Start of Text shown

J: I heard that Mr. Drucker was a student at Columbia and WKCR is run by…

E: We do have a couple of more minutes, it turns out, so my having been a student at Columbia, yes.

J: Could you tell us a little about what your life was like as a student here? Were there any cool classes or anything that you liked?

E: Well I was an English and Comp Lit major when I was at Columbia and it was a great experience. I have lots of wonderful associations to the campus even though I never lived there. I lived at home for the first three years. I went to Columbia for 5 years because it was just too difficult to go there and to Juilliard simultaneously and to try to take the requisite number of courses in in the usual 4 years. I still have nostalgic feelings occasionally if I happen to walk or drive by the Columbia campus. It was a time of great intellectual stimulation for me in various subjects, and as a musician I did take a few courses while I was there, though most of my musical work was happening at Juilliard. But I took a course on Schoenberg that was taught by a woman who had studied with Schoenberg, Patricia Carpenter, and a composition course with Charles Warren. So I would say that those experiences plus my main involvement in the English Department – they were tremendously inspiring for me. I favored certain areas of English literature more than others just in terms of my own preferences. I was always a big Shakespeare nut, for example, and I took modern British literature with the late Edward Said who was such an important figure. So, I was blessed to have that opportunity.

J: Yeah, I mean I think so many student-musicians at this school are always flitting back and forth between their musical and nonmusical interests. You kinda answered this already, but what interests do the quartet members have outside of music and in what interesting ways do those other interests overlap with their musical ones?

L: Well, all of us are actually in different degrees involved with teaching. That’s obviously very important, because we realize that we have a lot of experience that we can share, and that becomes very important to keep teaching and seeing that the great tradition being passed on. But we all have the other interests too.

End of Text shown
Start of Given records

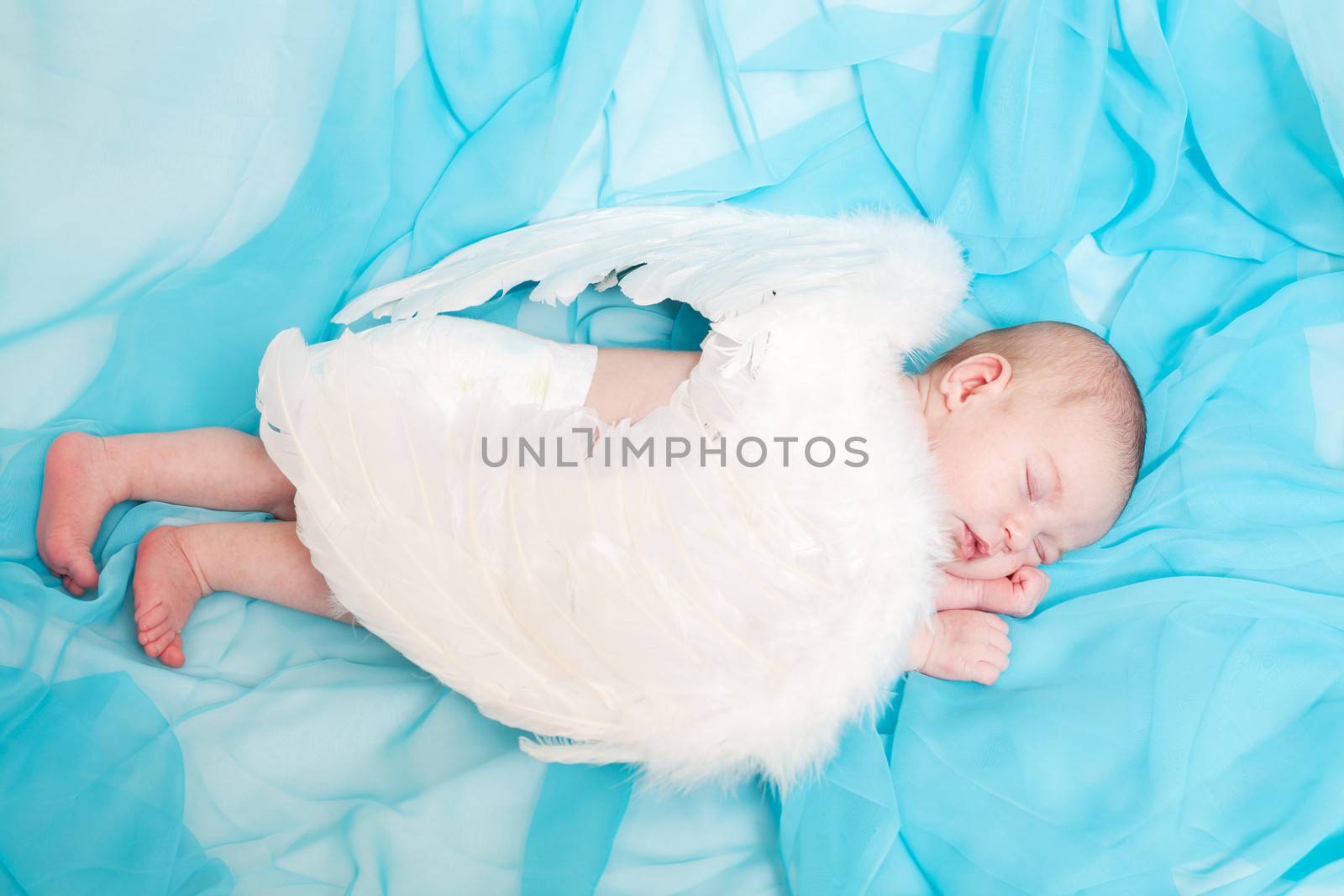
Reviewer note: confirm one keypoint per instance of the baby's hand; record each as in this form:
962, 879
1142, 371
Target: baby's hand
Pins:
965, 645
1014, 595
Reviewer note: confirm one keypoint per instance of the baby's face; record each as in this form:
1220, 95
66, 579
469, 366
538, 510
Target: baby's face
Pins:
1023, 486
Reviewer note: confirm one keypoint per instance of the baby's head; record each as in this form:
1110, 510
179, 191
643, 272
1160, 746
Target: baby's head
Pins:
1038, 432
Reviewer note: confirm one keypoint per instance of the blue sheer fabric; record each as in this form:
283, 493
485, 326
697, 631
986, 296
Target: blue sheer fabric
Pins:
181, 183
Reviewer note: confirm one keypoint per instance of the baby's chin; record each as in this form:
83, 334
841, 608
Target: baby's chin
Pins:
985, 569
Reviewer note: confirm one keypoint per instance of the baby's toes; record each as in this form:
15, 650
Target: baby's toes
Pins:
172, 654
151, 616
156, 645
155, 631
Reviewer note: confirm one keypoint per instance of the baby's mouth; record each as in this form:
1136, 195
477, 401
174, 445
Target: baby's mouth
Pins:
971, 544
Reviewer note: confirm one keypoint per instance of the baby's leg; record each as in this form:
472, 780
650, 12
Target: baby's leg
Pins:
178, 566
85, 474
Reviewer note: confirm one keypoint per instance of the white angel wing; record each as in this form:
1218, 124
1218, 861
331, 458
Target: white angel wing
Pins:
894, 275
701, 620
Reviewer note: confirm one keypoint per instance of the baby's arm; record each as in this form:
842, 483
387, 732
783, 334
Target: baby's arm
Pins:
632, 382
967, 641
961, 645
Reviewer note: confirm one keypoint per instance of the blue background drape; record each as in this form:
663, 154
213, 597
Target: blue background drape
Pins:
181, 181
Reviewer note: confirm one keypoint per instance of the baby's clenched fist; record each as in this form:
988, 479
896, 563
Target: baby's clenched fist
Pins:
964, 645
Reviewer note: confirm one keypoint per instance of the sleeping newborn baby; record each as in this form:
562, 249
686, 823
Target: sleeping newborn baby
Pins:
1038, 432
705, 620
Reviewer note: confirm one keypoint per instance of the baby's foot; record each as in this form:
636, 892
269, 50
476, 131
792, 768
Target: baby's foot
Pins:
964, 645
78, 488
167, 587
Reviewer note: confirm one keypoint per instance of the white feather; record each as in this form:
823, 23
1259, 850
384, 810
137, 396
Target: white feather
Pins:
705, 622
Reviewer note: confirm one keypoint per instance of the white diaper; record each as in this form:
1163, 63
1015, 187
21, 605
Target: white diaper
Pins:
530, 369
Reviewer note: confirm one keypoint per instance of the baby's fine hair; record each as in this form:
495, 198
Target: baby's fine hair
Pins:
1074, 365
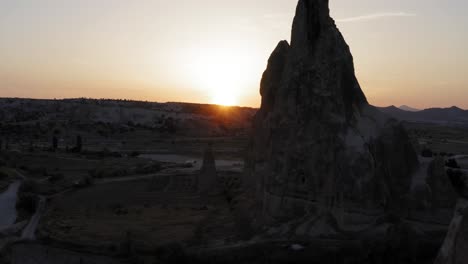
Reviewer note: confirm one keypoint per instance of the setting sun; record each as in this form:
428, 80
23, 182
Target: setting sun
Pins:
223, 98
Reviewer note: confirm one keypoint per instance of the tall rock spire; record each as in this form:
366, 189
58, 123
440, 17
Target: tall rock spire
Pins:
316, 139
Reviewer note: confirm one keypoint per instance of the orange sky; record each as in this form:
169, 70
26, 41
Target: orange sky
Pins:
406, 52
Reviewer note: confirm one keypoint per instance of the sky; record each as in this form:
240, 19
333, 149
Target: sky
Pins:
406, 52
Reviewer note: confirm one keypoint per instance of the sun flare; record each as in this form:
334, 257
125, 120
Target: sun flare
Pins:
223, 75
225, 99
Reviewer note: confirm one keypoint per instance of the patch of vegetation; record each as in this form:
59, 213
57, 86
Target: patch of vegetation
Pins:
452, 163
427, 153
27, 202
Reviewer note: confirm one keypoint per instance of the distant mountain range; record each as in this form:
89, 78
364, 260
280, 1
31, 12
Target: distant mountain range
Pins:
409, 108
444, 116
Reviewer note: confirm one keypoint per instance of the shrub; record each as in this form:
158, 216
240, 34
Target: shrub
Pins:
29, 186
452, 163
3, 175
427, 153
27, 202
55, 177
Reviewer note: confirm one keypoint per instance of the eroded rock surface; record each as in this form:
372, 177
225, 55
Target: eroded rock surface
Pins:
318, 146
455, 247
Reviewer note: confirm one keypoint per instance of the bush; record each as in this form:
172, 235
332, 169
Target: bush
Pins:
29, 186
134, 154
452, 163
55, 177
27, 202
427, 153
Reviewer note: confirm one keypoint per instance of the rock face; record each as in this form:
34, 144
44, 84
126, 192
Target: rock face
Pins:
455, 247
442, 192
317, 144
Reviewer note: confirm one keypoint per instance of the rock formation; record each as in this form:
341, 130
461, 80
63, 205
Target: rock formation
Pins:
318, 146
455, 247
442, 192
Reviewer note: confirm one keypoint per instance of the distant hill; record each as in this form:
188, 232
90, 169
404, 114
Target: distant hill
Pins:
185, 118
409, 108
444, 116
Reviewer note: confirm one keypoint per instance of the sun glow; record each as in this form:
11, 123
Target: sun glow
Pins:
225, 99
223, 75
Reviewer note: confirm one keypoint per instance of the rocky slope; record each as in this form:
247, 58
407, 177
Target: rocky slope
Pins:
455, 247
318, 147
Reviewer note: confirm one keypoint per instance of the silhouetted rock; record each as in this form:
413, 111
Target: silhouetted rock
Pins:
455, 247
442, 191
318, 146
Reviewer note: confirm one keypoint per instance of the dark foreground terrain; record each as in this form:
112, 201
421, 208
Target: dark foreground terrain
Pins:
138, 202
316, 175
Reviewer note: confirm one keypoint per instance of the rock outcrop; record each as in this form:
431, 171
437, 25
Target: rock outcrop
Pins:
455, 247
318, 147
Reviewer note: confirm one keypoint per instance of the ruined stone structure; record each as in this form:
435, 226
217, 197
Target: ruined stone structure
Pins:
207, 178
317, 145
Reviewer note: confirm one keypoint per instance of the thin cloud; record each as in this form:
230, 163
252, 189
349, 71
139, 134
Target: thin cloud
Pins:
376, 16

End of Given records

Goal of the exercise:
Please rewrite the stretch of the interview from "E: We do have" through "that you liked?", replacing "classes" with "courses".

Output for this task:
E: We do have a couple of more minutes, it turns out, so my having been a student at Columbia, yes.

J: Could you tell us a little about what your life was like as a student here? Were there any cool courses or anything that you liked?